THINGS TO DO:
a - Revise the PBGC penalties passage by replacing "overdue" with "past due". Start at "PBGC announced on" and stop after "on premium underpayments)".
b - Extend the text on benefit plan penalties from the point where it stops.

Failure to notify defined benefit (DB) plan participants about funding-based restrictions on benefit accruals, lump sums, and other accelerated payment forms or unpredictable contingent-event benefits   $2,167/day late
per participant
Failure to notify defined contribution (DC) plan participants about automatic contribution arrangements    $2,167/day late
per participant
Failure to notify DC plan participants about blackout period   $173/day late
per participant
Failure to notify DC plan participants about right to divest employer stock   $173/day late
per participant
Failure to notify separated participants about deferred vested benefits   $38/participant
Failure to maintain sufficient plan administration records    $38/participant
Failure of DB plan with liquidity shortfall to limit distributions to monthly single-life annuity amount plus any Social Security supplement   $21,114/distribution
Failure of cooperative and small-employer charity plan to establish or update funding restoration plan   $133/day late
Failure to file a multiple employer welfare arrangement (MEWA) annual report (Form M-1)   $1,992/day late
Failure to inform an employee about Children’s Health Insurance Program (CHIP) coverage opportunities (each employee constitutes a separate violation)   $145/day late
Failure to timely provide to any state information about coverage coordination with Medicaid or CHIP (each participant or beneficiary constitutes a separate violation)   $145/day late
Failure to meet genetic information restrictions (on discriminating in eligibility, coverage, or premiums; requesting or requiring genetic tests; collecting genetic information; etc.)   $145/day of noncompliance
  • Minimum penalty for de minimis failure not corrected before notice from DOL
  $3,642
  • Minimum penalty for non-de minimis failure not corrected before notice from DOL
  $21,864
  • Cap on penalties for unintentional failures
  $728,764
Failure to provide summary of benefits and coverage (SBC) with uniform glossary   $1,443/failure

PBGC penalties

PBGC announced on May 12 that its civil penalties for 2026 would remain at the 2025 levels. PBGC’s 2025 maximum penalty under ERISA Section 4071 for single-employer DB plans is $2,739 a day for each day a filing, notice, or other information is overdue. The penalty amount applies to penalties assessed after January 8, 2025. This penalty could apply to almost any late PBGC information or premium filing for a single-employer plan, including:

  • Premium filings (the late-filing penalty is separate from the penalty on premium underpayments)

RECORD EXTRACTS:
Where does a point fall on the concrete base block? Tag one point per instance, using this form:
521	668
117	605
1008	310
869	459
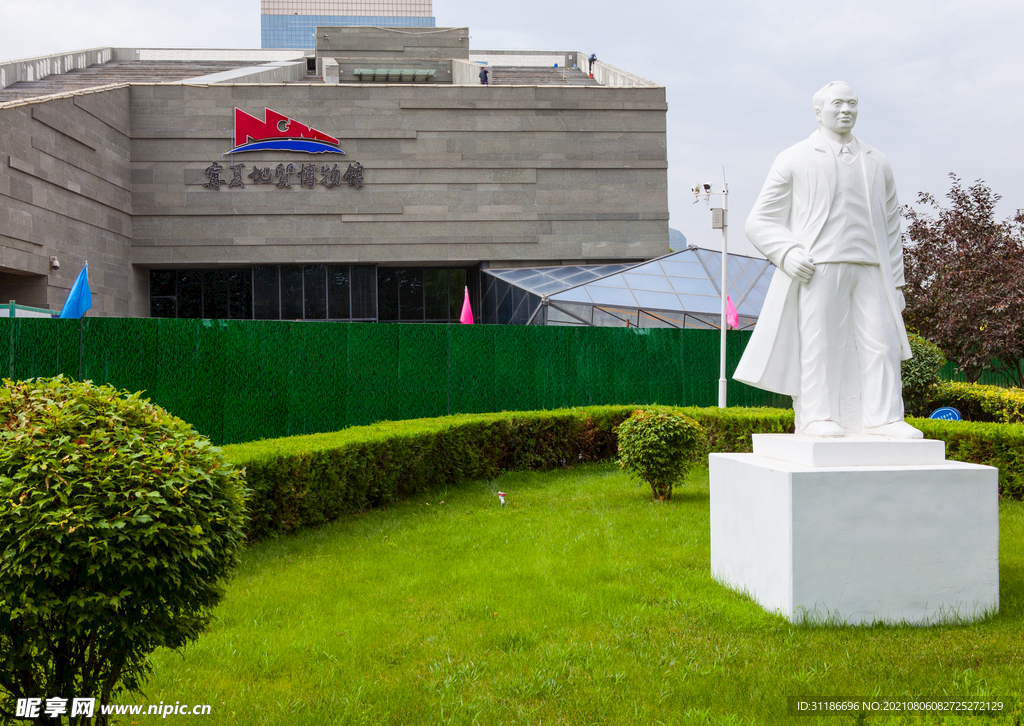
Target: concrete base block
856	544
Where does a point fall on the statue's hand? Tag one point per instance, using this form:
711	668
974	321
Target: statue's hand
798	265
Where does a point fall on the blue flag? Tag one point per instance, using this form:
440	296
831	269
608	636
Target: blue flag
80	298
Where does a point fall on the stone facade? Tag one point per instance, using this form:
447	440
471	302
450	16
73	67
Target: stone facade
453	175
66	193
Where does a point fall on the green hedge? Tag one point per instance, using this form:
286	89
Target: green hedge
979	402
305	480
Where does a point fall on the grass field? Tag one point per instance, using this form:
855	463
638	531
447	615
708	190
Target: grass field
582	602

==

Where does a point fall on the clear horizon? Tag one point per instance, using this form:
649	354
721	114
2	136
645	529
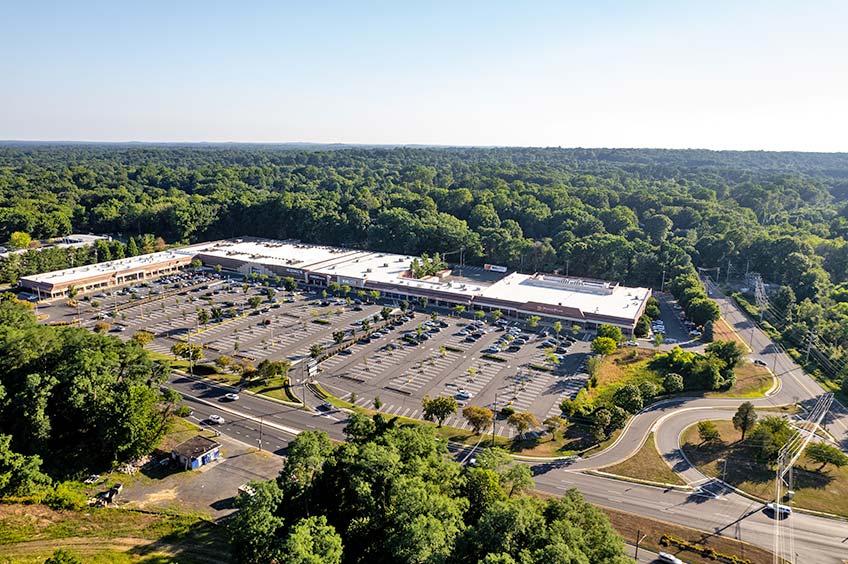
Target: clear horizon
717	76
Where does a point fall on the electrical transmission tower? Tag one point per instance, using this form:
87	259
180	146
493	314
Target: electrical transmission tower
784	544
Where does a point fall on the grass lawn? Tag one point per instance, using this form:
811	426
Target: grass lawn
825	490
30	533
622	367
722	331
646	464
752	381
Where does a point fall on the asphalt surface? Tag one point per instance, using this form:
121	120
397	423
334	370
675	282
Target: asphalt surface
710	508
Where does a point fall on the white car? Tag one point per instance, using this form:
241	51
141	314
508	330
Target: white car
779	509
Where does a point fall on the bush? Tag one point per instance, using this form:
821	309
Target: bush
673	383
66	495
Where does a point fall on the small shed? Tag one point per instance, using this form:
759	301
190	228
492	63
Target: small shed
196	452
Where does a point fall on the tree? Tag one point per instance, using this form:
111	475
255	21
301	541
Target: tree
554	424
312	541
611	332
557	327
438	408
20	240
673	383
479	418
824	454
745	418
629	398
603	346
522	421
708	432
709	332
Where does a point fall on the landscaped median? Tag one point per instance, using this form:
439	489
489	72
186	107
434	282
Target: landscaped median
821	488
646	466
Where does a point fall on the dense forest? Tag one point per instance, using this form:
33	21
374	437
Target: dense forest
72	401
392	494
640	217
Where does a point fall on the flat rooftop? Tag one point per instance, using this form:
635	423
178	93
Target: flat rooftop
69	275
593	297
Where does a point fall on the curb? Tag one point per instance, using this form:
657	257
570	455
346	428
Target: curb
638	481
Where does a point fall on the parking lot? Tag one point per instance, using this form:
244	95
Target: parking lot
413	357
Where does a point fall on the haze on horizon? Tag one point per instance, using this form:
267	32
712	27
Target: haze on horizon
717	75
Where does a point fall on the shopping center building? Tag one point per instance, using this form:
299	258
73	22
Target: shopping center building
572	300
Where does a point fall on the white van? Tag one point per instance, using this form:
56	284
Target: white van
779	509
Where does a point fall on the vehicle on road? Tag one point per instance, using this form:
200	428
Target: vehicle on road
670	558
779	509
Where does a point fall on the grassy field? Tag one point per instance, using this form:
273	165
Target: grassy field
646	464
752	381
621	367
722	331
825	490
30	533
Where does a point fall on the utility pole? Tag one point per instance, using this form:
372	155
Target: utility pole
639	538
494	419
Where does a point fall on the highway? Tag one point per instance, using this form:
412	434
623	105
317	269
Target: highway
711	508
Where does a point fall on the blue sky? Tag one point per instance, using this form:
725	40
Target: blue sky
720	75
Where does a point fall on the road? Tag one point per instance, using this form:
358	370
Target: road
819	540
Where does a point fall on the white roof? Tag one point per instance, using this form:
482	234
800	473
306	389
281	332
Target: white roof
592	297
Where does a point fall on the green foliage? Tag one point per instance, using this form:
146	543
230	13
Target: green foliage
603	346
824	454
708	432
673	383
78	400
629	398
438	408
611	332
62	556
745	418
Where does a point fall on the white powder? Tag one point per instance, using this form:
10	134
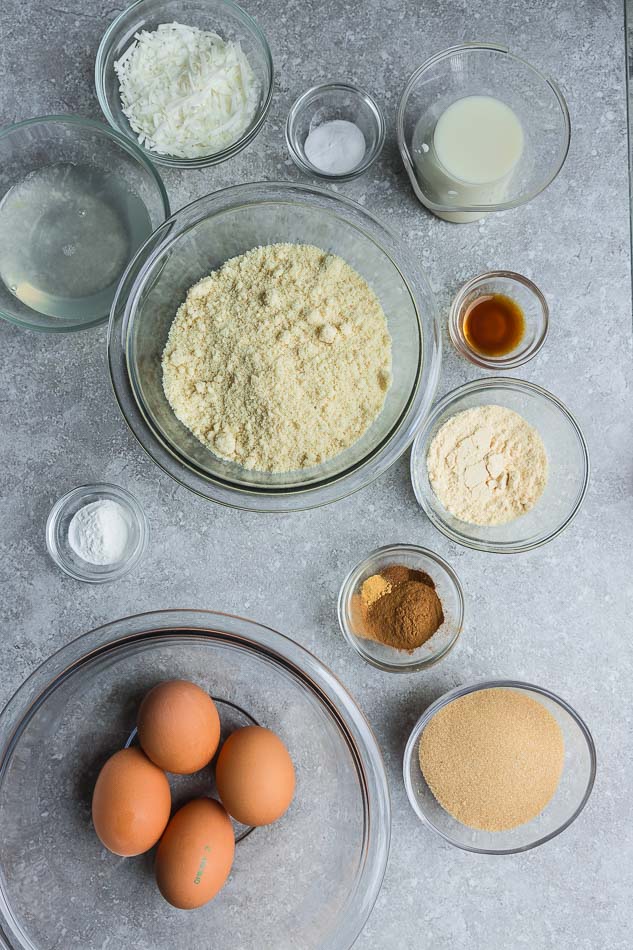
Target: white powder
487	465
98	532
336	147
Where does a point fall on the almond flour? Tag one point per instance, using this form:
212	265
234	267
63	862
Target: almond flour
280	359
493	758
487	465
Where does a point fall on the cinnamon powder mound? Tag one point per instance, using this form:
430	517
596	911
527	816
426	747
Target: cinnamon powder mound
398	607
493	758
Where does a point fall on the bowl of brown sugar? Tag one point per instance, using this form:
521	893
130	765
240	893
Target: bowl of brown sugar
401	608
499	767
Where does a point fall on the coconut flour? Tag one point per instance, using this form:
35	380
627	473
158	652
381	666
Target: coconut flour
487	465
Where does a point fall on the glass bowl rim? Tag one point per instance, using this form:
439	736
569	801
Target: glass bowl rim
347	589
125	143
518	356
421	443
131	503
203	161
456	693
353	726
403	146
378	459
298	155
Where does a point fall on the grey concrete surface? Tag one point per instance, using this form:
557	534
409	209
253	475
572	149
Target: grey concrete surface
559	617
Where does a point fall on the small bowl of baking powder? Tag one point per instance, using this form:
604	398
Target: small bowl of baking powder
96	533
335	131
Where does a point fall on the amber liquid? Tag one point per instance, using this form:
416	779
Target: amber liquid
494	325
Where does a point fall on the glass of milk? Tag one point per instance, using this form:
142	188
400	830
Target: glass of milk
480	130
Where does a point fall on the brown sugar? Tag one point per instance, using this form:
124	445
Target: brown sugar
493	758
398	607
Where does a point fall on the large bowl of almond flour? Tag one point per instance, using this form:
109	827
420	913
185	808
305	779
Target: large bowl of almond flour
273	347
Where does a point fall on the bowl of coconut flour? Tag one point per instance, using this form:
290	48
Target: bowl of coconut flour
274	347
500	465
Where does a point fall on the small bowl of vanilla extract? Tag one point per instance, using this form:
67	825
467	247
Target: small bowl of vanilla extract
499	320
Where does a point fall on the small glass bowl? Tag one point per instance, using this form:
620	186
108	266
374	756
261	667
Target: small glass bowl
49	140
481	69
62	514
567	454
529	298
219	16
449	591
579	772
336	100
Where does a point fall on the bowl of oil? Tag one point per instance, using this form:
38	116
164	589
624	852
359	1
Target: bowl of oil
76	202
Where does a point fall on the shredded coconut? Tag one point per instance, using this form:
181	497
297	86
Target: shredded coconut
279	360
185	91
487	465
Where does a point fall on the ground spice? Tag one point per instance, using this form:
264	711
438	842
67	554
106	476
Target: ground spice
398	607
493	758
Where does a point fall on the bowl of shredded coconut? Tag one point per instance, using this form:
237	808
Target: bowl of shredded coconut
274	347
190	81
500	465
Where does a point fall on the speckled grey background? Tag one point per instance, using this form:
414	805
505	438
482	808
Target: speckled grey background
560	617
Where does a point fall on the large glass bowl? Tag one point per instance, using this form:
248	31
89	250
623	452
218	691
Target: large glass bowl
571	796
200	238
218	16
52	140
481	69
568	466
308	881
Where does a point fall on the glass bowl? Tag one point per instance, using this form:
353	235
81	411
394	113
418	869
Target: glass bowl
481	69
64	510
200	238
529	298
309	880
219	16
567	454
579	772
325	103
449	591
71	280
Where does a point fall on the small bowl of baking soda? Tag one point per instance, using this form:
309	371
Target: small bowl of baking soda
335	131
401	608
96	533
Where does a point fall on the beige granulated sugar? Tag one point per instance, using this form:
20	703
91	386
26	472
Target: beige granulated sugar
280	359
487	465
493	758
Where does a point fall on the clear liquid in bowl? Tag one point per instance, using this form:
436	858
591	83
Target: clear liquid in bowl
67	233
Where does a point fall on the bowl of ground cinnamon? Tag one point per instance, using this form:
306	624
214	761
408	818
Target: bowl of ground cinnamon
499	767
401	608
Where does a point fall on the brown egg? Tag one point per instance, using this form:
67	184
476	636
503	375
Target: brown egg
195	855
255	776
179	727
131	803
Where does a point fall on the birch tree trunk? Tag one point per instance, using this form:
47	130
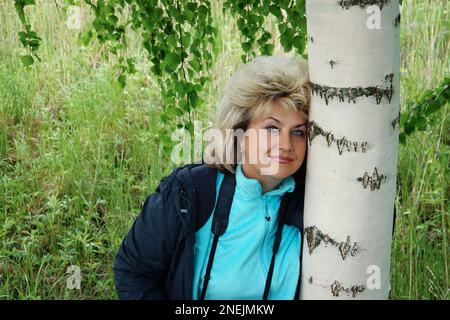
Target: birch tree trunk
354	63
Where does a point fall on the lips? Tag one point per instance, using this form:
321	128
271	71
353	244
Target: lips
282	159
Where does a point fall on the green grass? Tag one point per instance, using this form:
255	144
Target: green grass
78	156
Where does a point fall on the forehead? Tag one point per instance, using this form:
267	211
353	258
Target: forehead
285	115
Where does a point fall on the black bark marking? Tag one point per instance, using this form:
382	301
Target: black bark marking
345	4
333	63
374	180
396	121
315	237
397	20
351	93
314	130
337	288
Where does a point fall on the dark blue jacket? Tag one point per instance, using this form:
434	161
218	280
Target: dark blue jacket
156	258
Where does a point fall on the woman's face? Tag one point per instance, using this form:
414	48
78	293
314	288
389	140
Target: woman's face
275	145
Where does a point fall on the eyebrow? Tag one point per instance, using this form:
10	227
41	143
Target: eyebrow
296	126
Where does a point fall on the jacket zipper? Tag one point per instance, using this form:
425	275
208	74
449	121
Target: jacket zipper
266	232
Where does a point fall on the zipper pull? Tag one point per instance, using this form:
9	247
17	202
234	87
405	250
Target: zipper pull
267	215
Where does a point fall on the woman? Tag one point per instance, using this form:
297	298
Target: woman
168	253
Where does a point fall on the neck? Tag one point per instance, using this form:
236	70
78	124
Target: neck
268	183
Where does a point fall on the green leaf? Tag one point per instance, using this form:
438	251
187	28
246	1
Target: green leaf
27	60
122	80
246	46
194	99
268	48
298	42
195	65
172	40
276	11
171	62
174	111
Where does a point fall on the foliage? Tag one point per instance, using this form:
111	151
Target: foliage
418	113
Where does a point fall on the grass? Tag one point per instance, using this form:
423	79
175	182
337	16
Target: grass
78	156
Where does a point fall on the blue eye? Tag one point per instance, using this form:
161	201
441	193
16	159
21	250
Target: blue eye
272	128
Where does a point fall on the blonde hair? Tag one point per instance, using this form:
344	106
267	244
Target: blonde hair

---

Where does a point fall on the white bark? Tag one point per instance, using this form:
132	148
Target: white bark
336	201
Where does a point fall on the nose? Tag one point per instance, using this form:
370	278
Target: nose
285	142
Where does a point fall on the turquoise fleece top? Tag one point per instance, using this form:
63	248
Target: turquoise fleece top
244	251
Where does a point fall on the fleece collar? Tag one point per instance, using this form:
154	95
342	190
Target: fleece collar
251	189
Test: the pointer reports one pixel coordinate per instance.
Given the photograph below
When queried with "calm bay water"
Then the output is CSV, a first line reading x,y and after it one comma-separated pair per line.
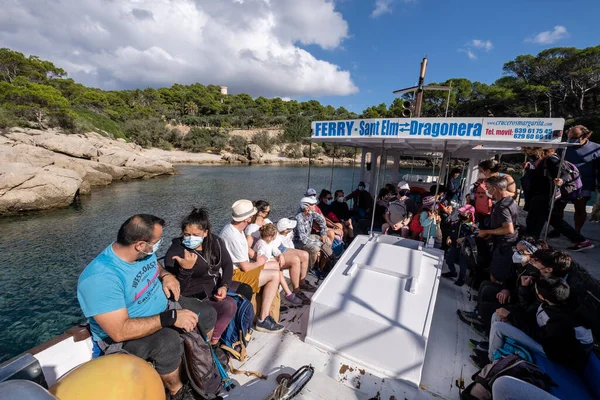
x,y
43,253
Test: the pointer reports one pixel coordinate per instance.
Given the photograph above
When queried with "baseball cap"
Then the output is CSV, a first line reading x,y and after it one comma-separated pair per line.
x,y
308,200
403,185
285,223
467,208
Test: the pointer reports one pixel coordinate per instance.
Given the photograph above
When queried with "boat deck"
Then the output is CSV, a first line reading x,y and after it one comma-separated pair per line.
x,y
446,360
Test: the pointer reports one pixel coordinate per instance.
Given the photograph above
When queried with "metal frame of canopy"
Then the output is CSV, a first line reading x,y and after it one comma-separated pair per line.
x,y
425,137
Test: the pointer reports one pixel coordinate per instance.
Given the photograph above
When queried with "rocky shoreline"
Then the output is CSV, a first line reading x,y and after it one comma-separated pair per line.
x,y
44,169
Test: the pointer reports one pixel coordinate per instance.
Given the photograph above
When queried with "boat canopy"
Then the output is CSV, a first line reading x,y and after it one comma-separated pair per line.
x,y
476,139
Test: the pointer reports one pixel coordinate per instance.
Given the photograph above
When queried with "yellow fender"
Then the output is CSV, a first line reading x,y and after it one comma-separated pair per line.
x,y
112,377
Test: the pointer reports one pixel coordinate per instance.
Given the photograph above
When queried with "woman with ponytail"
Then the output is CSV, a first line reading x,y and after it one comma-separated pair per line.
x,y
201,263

RESPONSES FOR EACH TASK:
a -
PBGC announced on May 12 that its civil penalties for 2026 would remain at the 2025 levels. PBGC’s 2025 maximum penalty under ERISA Section 4071 for single-employer DB plans is $2,739 a day for each day a filing, notice, or other information is past due. The penalty amount applies to penalties assessed after January 8, 2025. This penalty could apply to almost any late PBGC information or premium filing for a single-employer plan, including:

  • Premium filings (the late-filing penalty is separate from the penalty on premium underpayments)

b -
  • ERISA Section 4010 controlled-group financial and plan actuarial information filings
  • Form 10 or 10-Advance reportable-event filings
  • Form 200 filings to report missed contributions in excess of $1 million
  • ERISA Section 4062(e) notices (when permanent cessation of operations at a facility results in a workforce reduction affecting more than 15% of all employees eligible to participate in any qualified retirement plan in the controlled group)
  • ERISA Section 4063 notices (when a substantial employer has withdrawn from a multiple-employer plan)

Maximum penalty rarely assessed. In practice, PBGC rarely assesses the maximum penalty. The agency's current penalty policy calls for much smaller penalties, especially when a delinquent filing is made soon after the due date or the plan is small. However, depending on the facts and circumstances, PBGC might assess the maximum penalty in two situations:

  • A sponsor fails to file Form 200 reporting a missed contribution that brings the total unpaid amount (including interest) to more than $1 million — or files the form more than 10 days after the missed contribution's due date — if PBGC would have perfected a lien had the agency known about the missed contribution. (If the sponsor promptly deposits the missed contribution, the agency typically won't perfect the lien.)
  • A nonpublicly traded employer with large unfunded vested benefits (for variable-rate PBGC premiums) fails to provide advance notice of a reportable event under ERISA Section 4043(b).